>>>>>
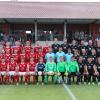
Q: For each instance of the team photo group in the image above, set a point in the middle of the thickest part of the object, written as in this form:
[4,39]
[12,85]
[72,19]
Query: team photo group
[70,63]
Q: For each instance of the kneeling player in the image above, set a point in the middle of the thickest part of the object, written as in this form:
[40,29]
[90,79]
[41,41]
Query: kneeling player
[12,67]
[81,64]
[22,70]
[40,66]
[50,70]
[98,69]
[61,69]
[32,68]
[90,71]
[3,68]
[73,70]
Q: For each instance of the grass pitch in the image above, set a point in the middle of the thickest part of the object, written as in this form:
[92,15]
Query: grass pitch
[48,92]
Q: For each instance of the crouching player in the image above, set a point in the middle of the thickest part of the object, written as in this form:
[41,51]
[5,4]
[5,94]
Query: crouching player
[81,64]
[4,70]
[23,71]
[98,69]
[61,70]
[50,70]
[90,71]
[40,66]
[12,68]
[32,69]
[73,70]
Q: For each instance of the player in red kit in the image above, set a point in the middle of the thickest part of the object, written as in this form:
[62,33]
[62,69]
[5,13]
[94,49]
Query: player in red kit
[33,55]
[46,47]
[12,68]
[37,47]
[40,54]
[7,56]
[16,56]
[23,55]
[17,47]
[22,69]
[3,68]
[27,49]
[32,68]
[7,48]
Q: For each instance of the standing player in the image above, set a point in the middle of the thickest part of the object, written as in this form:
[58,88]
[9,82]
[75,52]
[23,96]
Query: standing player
[98,69]
[68,55]
[50,54]
[98,48]
[74,46]
[59,54]
[12,68]
[90,71]
[17,47]
[40,54]
[55,46]
[65,46]
[73,70]
[50,70]
[81,65]
[61,69]
[3,68]
[40,66]
[46,48]
[22,69]
[37,47]
[27,49]
[32,68]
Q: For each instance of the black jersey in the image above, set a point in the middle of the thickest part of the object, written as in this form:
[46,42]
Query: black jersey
[81,67]
[89,49]
[40,67]
[90,67]
[55,47]
[98,67]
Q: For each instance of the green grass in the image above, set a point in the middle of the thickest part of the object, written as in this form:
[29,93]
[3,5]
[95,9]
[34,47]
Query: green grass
[48,92]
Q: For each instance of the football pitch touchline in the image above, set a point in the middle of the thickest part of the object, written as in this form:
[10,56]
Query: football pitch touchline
[69,92]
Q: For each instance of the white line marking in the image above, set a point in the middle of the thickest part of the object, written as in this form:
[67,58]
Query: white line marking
[69,92]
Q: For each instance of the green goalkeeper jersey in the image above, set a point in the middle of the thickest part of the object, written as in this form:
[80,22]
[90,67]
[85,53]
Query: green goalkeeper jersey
[73,67]
[61,66]
[50,66]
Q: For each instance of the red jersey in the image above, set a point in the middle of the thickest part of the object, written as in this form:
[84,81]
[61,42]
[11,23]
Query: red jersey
[12,66]
[32,66]
[8,58]
[16,57]
[7,49]
[27,49]
[18,49]
[36,49]
[41,54]
[46,49]
[33,55]
[3,66]
[24,55]
[22,67]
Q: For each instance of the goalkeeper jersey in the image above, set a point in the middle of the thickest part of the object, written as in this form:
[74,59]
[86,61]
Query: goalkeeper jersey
[50,66]
[61,66]
[73,67]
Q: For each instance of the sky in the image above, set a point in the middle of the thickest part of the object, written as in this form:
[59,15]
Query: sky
[54,0]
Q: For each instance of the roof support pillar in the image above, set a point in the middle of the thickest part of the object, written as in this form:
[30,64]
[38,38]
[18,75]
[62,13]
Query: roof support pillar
[35,30]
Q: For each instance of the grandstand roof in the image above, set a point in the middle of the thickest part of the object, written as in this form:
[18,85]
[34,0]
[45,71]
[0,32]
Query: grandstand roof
[47,10]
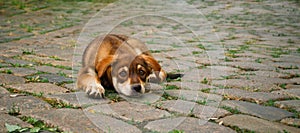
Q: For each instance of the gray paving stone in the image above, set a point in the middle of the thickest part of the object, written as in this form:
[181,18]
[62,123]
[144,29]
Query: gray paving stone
[209,99]
[264,79]
[129,111]
[68,120]
[290,92]
[5,118]
[19,62]
[250,66]
[258,97]
[288,104]
[10,79]
[291,121]
[186,124]
[26,104]
[246,85]
[77,99]
[20,71]
[286,65]
[53,70]
[292,72]
[70,86]
[108,124]
[188,108]
[296,80]
[190,85]
[53,78]
[256,124]
[272,74]
[3,91]
[265,112]
[37,88]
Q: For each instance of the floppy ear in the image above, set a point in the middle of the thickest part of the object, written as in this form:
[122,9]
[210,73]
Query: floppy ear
[102,65]
[160,74]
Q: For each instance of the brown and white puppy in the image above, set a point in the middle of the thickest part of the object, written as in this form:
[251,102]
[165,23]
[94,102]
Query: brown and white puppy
[119,62]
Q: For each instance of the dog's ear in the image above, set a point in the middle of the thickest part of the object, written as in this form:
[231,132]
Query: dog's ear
[102,65]
[160,74]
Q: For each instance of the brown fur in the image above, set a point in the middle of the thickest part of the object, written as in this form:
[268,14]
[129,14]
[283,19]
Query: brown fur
[107,58]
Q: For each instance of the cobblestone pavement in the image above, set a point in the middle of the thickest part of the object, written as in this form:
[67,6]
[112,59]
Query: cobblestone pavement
[241,63]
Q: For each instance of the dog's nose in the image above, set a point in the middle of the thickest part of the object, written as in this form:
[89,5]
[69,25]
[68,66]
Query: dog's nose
[137,88]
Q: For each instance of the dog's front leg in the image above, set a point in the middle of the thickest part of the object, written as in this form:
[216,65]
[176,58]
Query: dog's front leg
[90,83]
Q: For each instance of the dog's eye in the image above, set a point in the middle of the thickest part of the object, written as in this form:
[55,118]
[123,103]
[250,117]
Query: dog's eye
[123,74]
[141,72]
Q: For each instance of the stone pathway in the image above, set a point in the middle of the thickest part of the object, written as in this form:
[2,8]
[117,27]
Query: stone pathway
[240,60]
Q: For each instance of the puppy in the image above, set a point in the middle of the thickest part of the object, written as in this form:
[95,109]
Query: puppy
[119,62]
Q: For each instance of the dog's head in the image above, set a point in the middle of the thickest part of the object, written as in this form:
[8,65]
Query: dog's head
[130,74]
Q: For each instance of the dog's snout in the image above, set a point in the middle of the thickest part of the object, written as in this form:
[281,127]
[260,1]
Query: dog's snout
[137,88]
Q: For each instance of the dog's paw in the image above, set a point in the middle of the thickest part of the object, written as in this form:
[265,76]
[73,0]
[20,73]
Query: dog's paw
[95,90]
<<<<<
YOUR INSTRUCTIONS: Return all of the data above line for line, with no changes, and leave out the pictures.

WRITTEN RESPONSE:
Q: For each instance of the team photo group in the image above, set a point in the middle of the thickest part of the object, written as in this form:
[4,39]
[12,85]
[72,19]
Query: team photo group
[70,63]
Q: For each instance of the kneeling player in the image above, set a point in the middle of the thickest part of the object, written as in this form:
[40,29]
[90,79]
[41,41]
Query: kneeling player
[12,67]
[81,64]
[22,70]
[40,66]
[50,70]
[98,69]
[61,69]
[32,68]
[90,71]
[3,68]
[73,70]
Q: For each instance of the grass pitch in the image above, set a point in the middle of the thickest part of the object, written as in this form:
[92,15]
Query: grass pitch
[48,92]
Q: For each instance of the crouching player in the image above, set a point in the middle of the thickest part of the object, written as in this form:
[41,51]
[5,4]
[5,94]
Query: crouching player
[81,64]
[4,70]
[23,71]
[98,69]
[61,70]
[50,70]
[90,71]
[40,66]
[12,68]
[32,69]
[73,70]
Q: For each instance of the player in red kit in the image above, set a point in the middle of the thickest part of the object, written as in this form:
[62,33]
[62,69]
[5,13]
[94,49]
Query: player in red kit
[33,55]
[46,47]
[12,68]
[37,47]
[40,54]
[7,56]
[16,56]
[23,55]
[17,47]
[22,69]
[3,68]
[27,49]
[32,68]
[7,48]
Q: For each instance of the standing player in the image above, set a point in the middle of the thickest part of the object, written as in this form:
[58,88]
[9,82]
[75,52]
[23,96]
Query: standing player
[98,69]
[68,55]
[50,54]
[98,48]
[74,46]
[59,54]
[12,68]
[90,71]
[17,47]
[40,54]
[55,46]
[65,46]
[73,70]
[50,70]
[81,65]
[61,69]
[3,68]
[40,66]
[46,48]
[22,69]
[37,47]
[27,49]
[32,68]
Q: For each instance of the black jersey in the image above, set a point in the middle of the thickest part of the object, written as in this form:
[46,42]
Query: black jersey
[81,67]
[89,49]
[40,67]
[90,67]
[55,47]
[98,67]
Q: For each instance of the green grass in the image above, set a point in the middle of the thickest part of the object, written as in this form:
[29,93]
[3,5]
[95,9]
[34,47]
Query: green grass
[48,92]
Q: For each instance of the football pitch touchline in the image above, set a point in the middle of the thickest part of the object, written as in this form:
[10,56]
Query: football pitch touchline
[69,92]
Q: For each instance of the white line marking in the image above, set a point in the middle of the thickest part of the object, written as in this form:
[67,58]
Query: white line marking
[69,92]
Q: For each instance of the green goalkeeper jersey in the image above, set a point in the middle of the thickest part of the object, written as in this form:
[80,22]
[90,67]
[85,53]
Query: green goalkeeper jersey
[73,67]
[61,66]
[50,66]
Q: For each instance of the red jersey in the image above, set a point in the middle of the thickest part of the object, written as in this form:
[84,81]
[61,42]
[11,23]
Query: red jersey
[12,66]
[32,66]
[8,58]
[16,57]
[7,49]
[27,49]
[18,49]
[36,49]
[41,54]
[46,49]
[33,55]
[3,66]
[24,55]
[22,67]
Q: For each instance of the goalkeeper jersey in the image above, set a point in the middle of the thickest part of the object, written as in this form:
[74,59]
[86,61]
Query: goalkeeper jersey
[50,66]
[61,66]
[73,67]
Q: For each instance of the sky in the image above, set a point in the middle of the thickest part of the object, written as in this form:
[59,15]
Query: sky
[54,0]
Q: For each instance of the roof support pillar in the image above, set a point in the middle of the thickest part of the object, written as in this form:
[30,64]
[38,38]
[18,75]
[62,13]
Query: roof support pillar
[35,30]
Q: For each instance of the grandstand roof in the image above, set a point in the middle of the thickest part of the object, written as in this form:
[18,85]
[34,0]
[45,71]
[0,32]
Query: grandstand roof
[47,10]
Q: For each instance of the gray paving stone in the image above, set a point in the middle of the thickest part of the object, written as in this form:
[181,18]
[62,123]
[144,29]
Query: gray paving stone
[209,99]
[264,79]
[129,111]
[68,120]
[290,92]
[5,118]
[19,62]
[250,66]
[258,97]
[288,104]
[10,79]
[291,121]
[186,124]
[26,104]
[246,85]
[77,99]
[20,71]
[286,65]
[53,70]
[292,72]
[70,86]
[108,124]
[188,108]
[296,80]
[190,85]
[53,78]
[256,124]
[272,74]
[3,91]
[265,112]
[37,88]
Q: For each instance of the floppy ear in the image above, set a point in the middle of the thickest part of the object, written as in this form:
[122,9]
[210,73]
Query: floppy ear
[102,65]
[160,74]
Q: For each instance of the brown and white puppy in the image above, set a point in the middle of the thickest part of the object, written as in this form:
[251,102]
[165,23]
[94,102]
Query: brown and white puppy
[119,62]
Q: For each instance of the dog's ear in the image above, set a point in the middle of the thickest part of the object, written as in this form:
[231,132]
Query: dog's ear
[102,65]
[160,74]
Q: For each instance of the brown fur in the image above, set a point in the middle of the thickest part of the object, written as in this form:
[268,14]
[129,14]
[283,19]
Query: brown fur
[107,58]
Q: For each instance of the cobblestone pavement in the image above, set a point in the middle of the thickest part of the object, written as in this form:
[67,6]
[112,59]
Query: cobblestone pavement
[241,63]
Q: For each instance of the dog's nose in the image above, set a point in the middle of the thickest part of the object, written as in this form:
[89,5]
[69,25]
[68,66]
Query: dog's nose
[137,88]
Q: For each instance of the dog's front leg in the image above, set a point in the middle of the thickest part of the object, written as in this form:
[216,65]
[176,58]
Query: dog's front leg
[90,83]
Q: For each instance of the dog's eye in the image above, set a point in the middle of the thickest part of the object, written as in this form:
[55,118]
[123,103]
[250,117]
Query: dog's eye
[123,74]
[141,72]
Q: For each instance of the stone pathway in the image above, set a point in the middle of the thickest part of the object, written as in this form:
[2,8]
[117,27]
Query: stone pathway
[240,60]
Q: For each instance of the puppy in the image above, set a point in the middle of the thickest part of the object, written as in this form:
[95,109]
Query: puppy
[119,62]
Q: For each instance of the dog's head in the image above, set a point in the middle of the thickest part of the object, written as in this form:
[8,65]
Query: dog's head
[130,74]
Q: For each instance of the dog's snout in the image above, set a point in the middle of the thickest part of the object, written as in this form:
[281,127]
[260,1]
Query: dog's snout
[137,88]
Q: For each instance of the dog's paw in the image above, set a point in the middle of the thickest part of the object, written as in this form:
[265,76]
[73,0]
[20,73]
Query: dog's paw
[95,90]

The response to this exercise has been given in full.